◆ The problem
Reproduce the entries below in full, substituting "nonzero" for every occurrence of "even-odd" and leaving all other text unchanged. Omit the pictures from your answer.

-- START Task data --

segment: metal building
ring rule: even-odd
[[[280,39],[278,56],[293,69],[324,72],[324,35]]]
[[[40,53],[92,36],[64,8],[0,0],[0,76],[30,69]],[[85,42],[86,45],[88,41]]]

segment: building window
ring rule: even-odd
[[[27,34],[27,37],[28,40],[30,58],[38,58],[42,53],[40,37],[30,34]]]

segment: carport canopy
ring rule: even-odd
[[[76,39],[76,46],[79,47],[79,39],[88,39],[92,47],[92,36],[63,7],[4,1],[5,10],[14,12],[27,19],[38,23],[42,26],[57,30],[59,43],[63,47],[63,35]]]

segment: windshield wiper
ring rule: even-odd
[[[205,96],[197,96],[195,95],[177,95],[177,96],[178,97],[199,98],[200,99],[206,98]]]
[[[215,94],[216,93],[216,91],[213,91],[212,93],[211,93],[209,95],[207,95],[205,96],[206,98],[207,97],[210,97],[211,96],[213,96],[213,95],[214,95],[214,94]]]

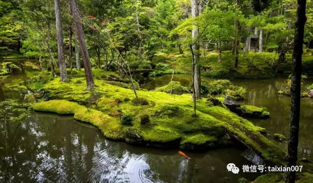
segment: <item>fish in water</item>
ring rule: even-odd
[[[186,155],[184,152],[181,151],[178,151],[178,153],[188,159],[190,159],[190,157],[189,157],[188,156]]]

-- END Task data --

◆ Exercise result
segment: metal building
ring rule: nonzero
[[[280,39],[278,56],[293,69],[324,72],[324,35]]]
[[[40,53],[92,36],[64,8],[0,0],[0,76],[30,69]],[[85,42],[86,45],[88,41]]]

segment: building window
ring rule: nonzero
[[[27,34],[27,37],[28,40],[30,58],[38,58],[42,53],[40,37],[30,34]]]

segment: carport canopy
ring rule: nonzero
[[[76,39],[76,46],[79,47],[79,39],[88,39],[92,47],[92,36],[63,7],[4,1],[5,10],[14,12],[27,19],[38,23],[42,26],[57,30],[59,43],[63,47],[63,35]]]

segment: windshield wiper
ring rule: nonzero
[[[205,96],[197,96],[195,95],[177,95],[177,96],[178,97],[199,98],[200,99],[206,98]]]
[[[215,94],[216,93],[216,91],[213,91],[212,93],[211,93],[209,95],[207,95],[205,96],[206,98],[207,97],[210,97],[211,96],[213,96],[213,95],[214,95],[214,94]]]

segment: <item>fish in water</item>
ring rule: nonzero
[[[186,155],[184,152],[181,151],[178,151],[178,153],[188,159],[190,159],[190,157],[189,157],[188,156]]]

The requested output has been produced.